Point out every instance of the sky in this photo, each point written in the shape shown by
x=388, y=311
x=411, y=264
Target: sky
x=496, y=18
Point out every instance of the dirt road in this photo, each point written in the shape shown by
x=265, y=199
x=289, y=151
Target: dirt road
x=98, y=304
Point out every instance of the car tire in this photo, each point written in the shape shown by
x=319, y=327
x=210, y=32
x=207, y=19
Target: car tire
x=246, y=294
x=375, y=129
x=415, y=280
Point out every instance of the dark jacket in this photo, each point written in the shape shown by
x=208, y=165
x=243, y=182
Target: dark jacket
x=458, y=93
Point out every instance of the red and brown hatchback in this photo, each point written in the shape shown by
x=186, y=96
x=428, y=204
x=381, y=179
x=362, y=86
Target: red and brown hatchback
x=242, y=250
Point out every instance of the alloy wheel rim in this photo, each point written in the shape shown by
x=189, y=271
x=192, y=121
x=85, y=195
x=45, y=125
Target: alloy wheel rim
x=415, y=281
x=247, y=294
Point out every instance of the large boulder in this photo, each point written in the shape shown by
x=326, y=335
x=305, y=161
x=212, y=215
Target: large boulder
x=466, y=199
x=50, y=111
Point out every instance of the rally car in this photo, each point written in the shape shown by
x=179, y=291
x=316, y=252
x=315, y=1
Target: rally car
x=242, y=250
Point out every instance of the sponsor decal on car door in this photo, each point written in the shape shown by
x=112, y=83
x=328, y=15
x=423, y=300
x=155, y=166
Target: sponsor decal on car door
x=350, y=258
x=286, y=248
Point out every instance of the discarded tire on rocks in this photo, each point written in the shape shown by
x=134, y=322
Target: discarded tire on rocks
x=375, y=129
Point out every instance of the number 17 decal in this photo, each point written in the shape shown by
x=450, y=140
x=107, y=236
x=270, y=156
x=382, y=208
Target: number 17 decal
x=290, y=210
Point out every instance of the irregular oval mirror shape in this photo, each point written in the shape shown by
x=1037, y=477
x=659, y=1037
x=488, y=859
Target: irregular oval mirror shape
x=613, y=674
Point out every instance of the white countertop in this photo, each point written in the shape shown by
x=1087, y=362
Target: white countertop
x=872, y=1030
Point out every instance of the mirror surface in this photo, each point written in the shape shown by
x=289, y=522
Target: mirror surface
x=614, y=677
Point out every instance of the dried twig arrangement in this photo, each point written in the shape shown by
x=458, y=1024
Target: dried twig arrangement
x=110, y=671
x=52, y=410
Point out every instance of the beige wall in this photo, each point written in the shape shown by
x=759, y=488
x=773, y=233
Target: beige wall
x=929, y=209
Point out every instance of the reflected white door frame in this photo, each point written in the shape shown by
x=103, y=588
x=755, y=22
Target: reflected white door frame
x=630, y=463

==========

Work instruction: Could you transcribe the entries above word for word, from the line with "x=305, y=161" down to the line with "x=458, y=1024", keeping both?

Written answer:
x=305, y=161
x=212, y=215
Target: large boulder
x=466, y=199
x=50, y=111
Point out every instance of the rally car in this photo, each point written in the shape shown by
x=179, y=291
x=316, y=252
x=315, y=1
Target: rally car
x=242, y=250
Point out every instance of the sponsor decal on car door in this photo, each point written in the shape shown by
x=112, y=83
x=328, y=15
x=423, y=300
x=155, y=166
Target: sponsor decal on car door
x=350, y=258
x=286, y=248
Point out every instance of the discarded tire on rocks in this photo, each point written in the shape shown by
x=134, y=322
Target: discarded tire on rocks
x=375, y=129
Point out every instance of the number 17 decal in this photo, each point written in the shape shown by
x=450, y=140
x=107, y=236
x=270, y=156
x=382, y=208
Target: number 17 decal
x=290, y=210
Point out every instance of the irregular oval mirror shape in this photo, each point written in the shape shown by
x=1037, y=477
x=659, y=1037
x=488, y=859
Target: irregular oval mirror shape
x=613, y=674
Point out every instance of the white countertop in this photo, each point written in the shape shown by
x=1087, y=362
Target: white countertop
x=872, y=1030
Point out every instance of the mirror surface in this photo, each point written in the shape shown by
x=289, y=522
Target: mirror surface
x=614, y=677
Point out every instance of the dried twig arrangement in this photo, each point written in the shape shown by
x=458, y=1024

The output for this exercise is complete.